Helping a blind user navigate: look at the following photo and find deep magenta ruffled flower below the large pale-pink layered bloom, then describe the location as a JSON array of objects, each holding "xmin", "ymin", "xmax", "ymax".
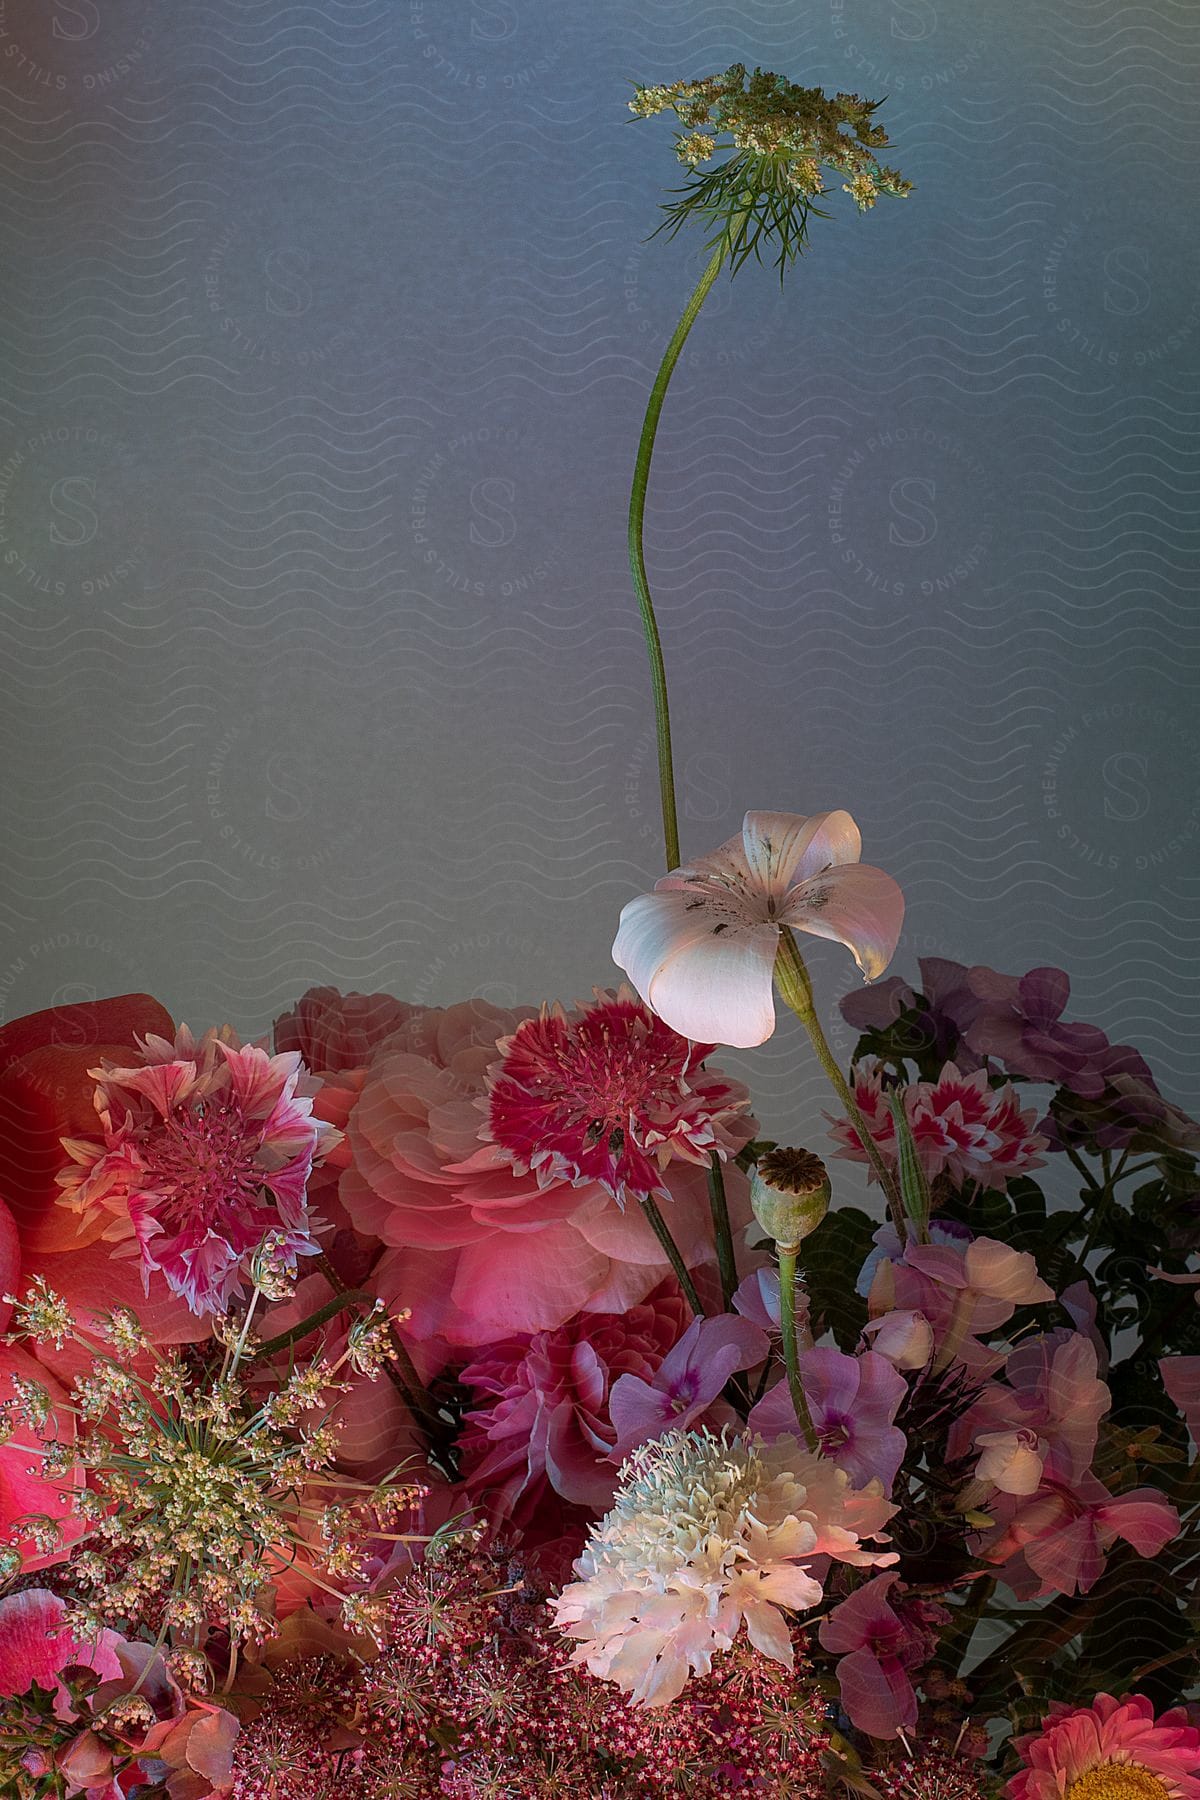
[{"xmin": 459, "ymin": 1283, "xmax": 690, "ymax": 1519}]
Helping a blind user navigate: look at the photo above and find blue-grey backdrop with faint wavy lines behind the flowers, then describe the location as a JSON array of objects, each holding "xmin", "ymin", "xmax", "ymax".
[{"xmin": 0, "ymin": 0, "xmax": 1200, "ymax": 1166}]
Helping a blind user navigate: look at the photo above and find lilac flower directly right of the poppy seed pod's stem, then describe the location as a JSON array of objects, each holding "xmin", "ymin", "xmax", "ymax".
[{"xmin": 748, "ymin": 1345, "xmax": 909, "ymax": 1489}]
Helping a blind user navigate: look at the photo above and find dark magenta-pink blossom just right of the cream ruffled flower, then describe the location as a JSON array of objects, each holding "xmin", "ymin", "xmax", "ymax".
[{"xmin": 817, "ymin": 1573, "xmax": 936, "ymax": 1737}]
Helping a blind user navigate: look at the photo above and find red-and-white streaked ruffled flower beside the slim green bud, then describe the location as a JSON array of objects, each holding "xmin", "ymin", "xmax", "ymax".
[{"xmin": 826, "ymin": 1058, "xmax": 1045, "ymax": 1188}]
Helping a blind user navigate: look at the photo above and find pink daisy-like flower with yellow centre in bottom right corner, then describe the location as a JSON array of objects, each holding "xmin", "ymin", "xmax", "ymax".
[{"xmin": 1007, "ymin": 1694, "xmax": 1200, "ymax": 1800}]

--

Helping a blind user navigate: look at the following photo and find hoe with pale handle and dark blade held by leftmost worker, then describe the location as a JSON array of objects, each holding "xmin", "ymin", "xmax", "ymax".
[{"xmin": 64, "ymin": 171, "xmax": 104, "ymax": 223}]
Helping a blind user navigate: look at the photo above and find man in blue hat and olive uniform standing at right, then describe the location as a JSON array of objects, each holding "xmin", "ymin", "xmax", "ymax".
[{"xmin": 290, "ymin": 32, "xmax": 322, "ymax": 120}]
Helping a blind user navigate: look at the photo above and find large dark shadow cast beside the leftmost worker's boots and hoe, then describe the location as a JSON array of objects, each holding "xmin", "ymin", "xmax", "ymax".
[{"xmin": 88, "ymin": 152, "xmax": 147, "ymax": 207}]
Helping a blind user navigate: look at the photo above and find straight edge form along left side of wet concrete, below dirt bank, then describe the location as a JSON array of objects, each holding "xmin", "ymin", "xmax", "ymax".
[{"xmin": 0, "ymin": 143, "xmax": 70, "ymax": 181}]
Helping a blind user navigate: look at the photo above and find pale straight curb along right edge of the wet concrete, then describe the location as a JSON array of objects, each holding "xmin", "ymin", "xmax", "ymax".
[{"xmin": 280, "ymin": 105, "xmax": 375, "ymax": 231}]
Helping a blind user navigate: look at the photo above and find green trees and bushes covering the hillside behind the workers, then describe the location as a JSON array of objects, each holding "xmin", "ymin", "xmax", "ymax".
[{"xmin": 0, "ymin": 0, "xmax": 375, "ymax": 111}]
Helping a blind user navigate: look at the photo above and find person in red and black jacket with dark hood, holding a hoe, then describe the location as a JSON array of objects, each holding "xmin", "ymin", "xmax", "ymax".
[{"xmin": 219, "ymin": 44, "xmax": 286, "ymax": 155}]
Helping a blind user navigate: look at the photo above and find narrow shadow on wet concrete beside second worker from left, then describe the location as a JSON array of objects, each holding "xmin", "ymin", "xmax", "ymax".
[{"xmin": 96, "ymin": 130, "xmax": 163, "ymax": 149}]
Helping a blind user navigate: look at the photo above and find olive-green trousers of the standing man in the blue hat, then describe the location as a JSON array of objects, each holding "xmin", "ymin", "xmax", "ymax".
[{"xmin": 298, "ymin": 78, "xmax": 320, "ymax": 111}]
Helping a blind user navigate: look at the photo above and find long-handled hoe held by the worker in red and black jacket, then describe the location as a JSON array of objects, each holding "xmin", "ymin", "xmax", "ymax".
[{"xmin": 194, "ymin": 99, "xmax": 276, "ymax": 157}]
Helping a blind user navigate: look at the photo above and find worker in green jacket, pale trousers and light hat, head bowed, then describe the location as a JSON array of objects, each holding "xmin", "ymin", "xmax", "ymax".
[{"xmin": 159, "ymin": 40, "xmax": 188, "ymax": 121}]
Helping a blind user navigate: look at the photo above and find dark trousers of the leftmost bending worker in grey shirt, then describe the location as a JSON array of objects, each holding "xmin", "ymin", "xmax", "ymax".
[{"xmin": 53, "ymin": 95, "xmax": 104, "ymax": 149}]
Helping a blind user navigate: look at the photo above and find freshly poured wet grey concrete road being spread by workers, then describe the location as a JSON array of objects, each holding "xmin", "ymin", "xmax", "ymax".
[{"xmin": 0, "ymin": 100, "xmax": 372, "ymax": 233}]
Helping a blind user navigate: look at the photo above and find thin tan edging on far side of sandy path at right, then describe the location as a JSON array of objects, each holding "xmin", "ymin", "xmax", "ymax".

...

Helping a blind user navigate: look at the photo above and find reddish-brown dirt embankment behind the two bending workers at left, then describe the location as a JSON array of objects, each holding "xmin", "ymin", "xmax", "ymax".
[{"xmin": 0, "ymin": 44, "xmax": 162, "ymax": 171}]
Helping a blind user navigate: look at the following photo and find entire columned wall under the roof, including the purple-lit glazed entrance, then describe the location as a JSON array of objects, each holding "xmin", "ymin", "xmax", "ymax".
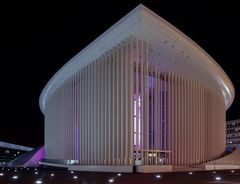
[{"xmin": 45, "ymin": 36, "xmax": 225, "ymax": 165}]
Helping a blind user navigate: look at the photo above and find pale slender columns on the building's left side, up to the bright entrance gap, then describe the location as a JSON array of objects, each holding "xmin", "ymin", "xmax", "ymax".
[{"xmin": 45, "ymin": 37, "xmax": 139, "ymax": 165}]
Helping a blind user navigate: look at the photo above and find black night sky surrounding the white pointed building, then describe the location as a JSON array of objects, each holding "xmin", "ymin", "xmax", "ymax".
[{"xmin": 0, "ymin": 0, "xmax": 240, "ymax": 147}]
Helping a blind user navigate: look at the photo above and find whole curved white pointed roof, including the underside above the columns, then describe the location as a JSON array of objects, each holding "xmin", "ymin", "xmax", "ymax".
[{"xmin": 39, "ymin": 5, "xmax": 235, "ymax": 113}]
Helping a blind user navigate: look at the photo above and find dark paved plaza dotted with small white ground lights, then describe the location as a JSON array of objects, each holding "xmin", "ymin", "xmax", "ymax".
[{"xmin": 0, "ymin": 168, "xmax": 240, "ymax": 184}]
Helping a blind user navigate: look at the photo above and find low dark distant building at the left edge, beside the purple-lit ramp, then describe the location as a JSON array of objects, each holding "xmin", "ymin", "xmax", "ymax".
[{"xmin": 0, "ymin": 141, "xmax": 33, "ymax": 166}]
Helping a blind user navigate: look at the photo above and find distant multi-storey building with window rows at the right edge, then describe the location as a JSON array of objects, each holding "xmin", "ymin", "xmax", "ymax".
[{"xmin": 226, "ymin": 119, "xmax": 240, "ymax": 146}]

> **Required work**
Scan the listing above for the line that has "and find freshly", then copy exactly from that line through the line that has "and find thin".

> **Response for this exercise**
Helping a blind user navigate: look at the photo above and find freshly poured wet grey concrete road being spread by workers, then describe the location as a JSON array of objects, each holding "xmin", "ymin", "xmax", "ymax".
[{"xmin": 0, "ymin": 100, "xmax": 372, "ymax": 233}]
Helping a blind user navigate: look at the photo above and find thin tan edging on far side of sandy path at right, then describe the location as a JSON array of objects, each holding "xmin", "ymin", "xmax", "ymax".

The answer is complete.